* [Job item a]
Find each line in the entries containing the string "before" and copy it out in full.

#### Exercise text

Oireachtas Joint and Select Committees

Wednesday, 28 March 2018

Joint Oireachtas Committee on Housing, Planning and Local Government

Prohibition of Micro-Plastics Bill 2016: Discussion (Resumed)

9:30 am

Dr. Kevin Lynch:

I thank the committee for the invitation. I am here today representing both myself and Dr. Audrey Morley. Unlike Ms Mahon, we are not experts on microbeads. I am a coastal geomorphologist and Ms Morley is a climate scientist. Our interest in this is that we have had a number of MSc projects on this topic over recent years. This is based on interest among our students and a more general interest in microplastics and in understanding that pollution is a problem. When we began to examine this problem, we obviously read the literature to determine whether there was anything of note in an Irish context. Our first study was in 2015. Prior to 2014, there was really no published work on the Irish coastal waters or coast in this area. From that point on, Dr. Amy Lusher, Dr. Mahon and the team in GMIT have published quite a bit of work on microplastics in the water column and in the stomachs of fish and seabirds. There was nothing in some of the fauna that could potentially eat these. I refer also to the shellfish.

It was very obvious that this was a problem internationally. There is a lot of evidence that it is a problem internationally so we wanted to see whether it was a problem in Ireland. Around 2015, a UN Commissioner responsible for food was visiting. We brought her to a beach in Renvyle in County Galway to carry out an ecological survey. When we were there, the level of pollution on the beach was very obvious. As we were walking we said the sand looked interesting. When we bent down and picked up some of it, we noted it was not actually sand but 100% microplastics. Therefore, the sand on the beach is composed entirely of microplastics. The students were very interested in moving into this area. We were happy to supervise their projects. The rest of my presentation is really an exposition of their work.

Mr. Jake Martin and Dr. Audrey Morley worked on a project in which they examined marine sediment. On one of the cruises on the Celtic Voyager, they collected box cores, which are short cores of the sediments on the seabed, to investigate whether they could find any microplastics there. Members will see from the map on the slide the location from where the samples were taken.

Dr. Amy Lusher from GMIT developed a set of protocols based on international best practice on how to identify microplastics.

These are just a few examples of what Mr. Jake Martin found. Essentially one has to look under a microscope and identify every individual microplastic in a particular sample.

########

* [Job item b]
Please translate this sentence from the committee transcript into Spanish: "Dr. Amy Lusher from GMIT developed a set of protocols based on international best practice on how to identify microplastics."

#### Records provided

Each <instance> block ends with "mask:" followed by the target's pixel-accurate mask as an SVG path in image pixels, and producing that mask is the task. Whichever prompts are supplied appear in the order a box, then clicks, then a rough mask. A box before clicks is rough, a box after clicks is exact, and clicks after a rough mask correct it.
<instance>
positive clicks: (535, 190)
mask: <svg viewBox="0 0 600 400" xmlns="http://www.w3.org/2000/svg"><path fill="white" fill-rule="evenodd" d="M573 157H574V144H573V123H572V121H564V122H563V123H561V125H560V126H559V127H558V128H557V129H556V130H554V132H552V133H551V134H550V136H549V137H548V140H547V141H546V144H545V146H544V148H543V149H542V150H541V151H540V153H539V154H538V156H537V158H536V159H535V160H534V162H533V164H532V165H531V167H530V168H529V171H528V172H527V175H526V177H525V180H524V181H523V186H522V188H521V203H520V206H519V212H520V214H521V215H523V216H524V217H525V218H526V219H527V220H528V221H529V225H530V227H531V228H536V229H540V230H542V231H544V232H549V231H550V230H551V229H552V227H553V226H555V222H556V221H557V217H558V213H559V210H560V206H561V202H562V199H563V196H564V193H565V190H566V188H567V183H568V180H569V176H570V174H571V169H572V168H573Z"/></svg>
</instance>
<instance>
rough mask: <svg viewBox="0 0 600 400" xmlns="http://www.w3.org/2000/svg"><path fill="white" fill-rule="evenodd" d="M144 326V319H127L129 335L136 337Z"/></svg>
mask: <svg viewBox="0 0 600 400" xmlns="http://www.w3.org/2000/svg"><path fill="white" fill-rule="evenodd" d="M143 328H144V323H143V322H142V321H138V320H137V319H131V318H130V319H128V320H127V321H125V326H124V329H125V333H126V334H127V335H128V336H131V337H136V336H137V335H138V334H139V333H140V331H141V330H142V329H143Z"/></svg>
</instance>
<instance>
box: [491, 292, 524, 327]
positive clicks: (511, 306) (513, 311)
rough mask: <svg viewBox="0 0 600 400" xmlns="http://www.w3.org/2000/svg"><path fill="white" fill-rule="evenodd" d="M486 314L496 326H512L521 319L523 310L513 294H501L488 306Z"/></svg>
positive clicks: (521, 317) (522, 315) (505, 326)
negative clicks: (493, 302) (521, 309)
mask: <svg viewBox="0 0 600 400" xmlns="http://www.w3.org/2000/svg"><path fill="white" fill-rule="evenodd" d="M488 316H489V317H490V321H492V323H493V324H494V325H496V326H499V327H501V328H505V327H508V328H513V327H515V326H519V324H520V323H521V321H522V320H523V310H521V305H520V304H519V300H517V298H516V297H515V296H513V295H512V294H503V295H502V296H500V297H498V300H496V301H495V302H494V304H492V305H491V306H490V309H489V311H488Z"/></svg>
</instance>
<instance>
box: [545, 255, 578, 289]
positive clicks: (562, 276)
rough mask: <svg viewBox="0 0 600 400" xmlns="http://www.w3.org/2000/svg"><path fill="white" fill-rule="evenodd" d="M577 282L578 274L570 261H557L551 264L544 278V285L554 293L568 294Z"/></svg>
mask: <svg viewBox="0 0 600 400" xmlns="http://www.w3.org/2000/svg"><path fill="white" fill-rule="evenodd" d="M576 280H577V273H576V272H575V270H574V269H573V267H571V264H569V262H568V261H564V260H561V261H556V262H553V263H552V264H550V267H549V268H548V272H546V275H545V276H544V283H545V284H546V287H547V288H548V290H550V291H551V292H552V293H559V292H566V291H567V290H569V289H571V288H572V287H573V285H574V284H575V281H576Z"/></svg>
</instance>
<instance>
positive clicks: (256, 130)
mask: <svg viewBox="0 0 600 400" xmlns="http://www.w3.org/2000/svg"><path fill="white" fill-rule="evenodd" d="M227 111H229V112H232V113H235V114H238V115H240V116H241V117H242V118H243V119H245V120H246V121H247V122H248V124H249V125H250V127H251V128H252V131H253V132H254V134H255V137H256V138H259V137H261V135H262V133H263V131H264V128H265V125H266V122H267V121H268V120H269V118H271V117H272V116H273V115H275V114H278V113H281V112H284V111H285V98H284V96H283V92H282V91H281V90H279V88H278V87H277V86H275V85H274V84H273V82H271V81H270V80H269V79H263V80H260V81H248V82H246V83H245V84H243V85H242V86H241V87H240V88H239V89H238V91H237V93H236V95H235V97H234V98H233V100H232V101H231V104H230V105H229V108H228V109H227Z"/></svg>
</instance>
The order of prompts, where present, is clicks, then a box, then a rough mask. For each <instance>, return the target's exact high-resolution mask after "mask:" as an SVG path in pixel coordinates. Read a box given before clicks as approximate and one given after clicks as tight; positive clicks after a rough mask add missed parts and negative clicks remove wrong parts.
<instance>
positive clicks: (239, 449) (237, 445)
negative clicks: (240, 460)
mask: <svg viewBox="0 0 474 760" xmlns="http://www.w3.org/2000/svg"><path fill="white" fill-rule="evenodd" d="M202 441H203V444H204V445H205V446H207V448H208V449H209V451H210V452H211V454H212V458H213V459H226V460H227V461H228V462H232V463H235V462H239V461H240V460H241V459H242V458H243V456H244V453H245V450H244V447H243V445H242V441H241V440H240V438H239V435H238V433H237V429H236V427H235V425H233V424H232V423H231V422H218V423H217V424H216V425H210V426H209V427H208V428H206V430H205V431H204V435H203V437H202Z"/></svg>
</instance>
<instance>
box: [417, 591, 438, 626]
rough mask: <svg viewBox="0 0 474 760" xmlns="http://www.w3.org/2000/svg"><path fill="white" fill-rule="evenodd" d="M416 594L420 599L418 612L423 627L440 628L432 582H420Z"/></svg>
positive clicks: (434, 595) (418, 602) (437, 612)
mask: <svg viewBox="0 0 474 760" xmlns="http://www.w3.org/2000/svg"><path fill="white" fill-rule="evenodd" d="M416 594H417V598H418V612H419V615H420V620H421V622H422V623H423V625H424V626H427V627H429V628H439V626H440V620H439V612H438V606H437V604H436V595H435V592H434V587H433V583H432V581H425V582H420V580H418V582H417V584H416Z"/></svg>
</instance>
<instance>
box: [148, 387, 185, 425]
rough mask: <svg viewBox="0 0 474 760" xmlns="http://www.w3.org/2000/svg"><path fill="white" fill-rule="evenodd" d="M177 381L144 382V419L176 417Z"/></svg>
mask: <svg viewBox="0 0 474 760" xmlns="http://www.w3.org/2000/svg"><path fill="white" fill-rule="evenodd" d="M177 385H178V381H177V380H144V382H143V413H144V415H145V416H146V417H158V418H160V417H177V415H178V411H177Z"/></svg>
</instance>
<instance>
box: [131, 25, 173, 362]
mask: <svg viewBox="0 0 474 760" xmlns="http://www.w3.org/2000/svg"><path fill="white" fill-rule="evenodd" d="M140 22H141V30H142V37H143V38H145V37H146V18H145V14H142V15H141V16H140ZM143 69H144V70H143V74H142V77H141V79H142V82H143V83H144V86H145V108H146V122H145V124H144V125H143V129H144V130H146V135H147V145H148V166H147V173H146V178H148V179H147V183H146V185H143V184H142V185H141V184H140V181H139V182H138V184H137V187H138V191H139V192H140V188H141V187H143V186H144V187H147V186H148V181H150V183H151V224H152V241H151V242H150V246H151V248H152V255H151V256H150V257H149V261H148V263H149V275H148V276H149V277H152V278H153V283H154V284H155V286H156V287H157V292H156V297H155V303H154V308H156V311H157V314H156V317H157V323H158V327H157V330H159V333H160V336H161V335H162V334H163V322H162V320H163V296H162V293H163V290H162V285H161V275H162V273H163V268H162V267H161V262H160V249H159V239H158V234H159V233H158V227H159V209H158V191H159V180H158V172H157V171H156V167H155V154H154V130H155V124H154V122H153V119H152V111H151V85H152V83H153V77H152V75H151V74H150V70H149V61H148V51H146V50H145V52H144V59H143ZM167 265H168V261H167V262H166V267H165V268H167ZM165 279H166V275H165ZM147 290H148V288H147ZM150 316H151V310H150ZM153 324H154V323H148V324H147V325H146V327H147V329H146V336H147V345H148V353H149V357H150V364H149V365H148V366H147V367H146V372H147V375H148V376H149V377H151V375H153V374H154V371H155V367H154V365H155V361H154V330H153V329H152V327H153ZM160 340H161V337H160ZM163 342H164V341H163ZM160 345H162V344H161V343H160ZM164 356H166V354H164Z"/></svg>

########

* [Response box a]
Each <instance> block ends with "mask:" followed by the target's pixel-accurate mask as an SVG path in image pixels, and producing that mask is the task. Whichever prompts are supplied appear in the order a box, then clicks, then a rough mask. A box before clicks is rough, a box after clicks is exact, and clicks after a rough mask correct it.
The order of prompts, where present, is clicks, then a box, then a rough mask. For each <instance>, return the target's exact high-resolution mask after "mask:" as an SVG path in pixel coordinates. Read a box given before clicks as approximate and one given after clicks as tight; positive clicks after a rough mask add missed parts and negative clicks remove wrong parts.

* [Response box b]
La Dra. Amy Lusher, del GMIT, desarrolló un conjunto de protocolos basados en las mejores prácticas internacionales sobre cómo identificar microplásticos.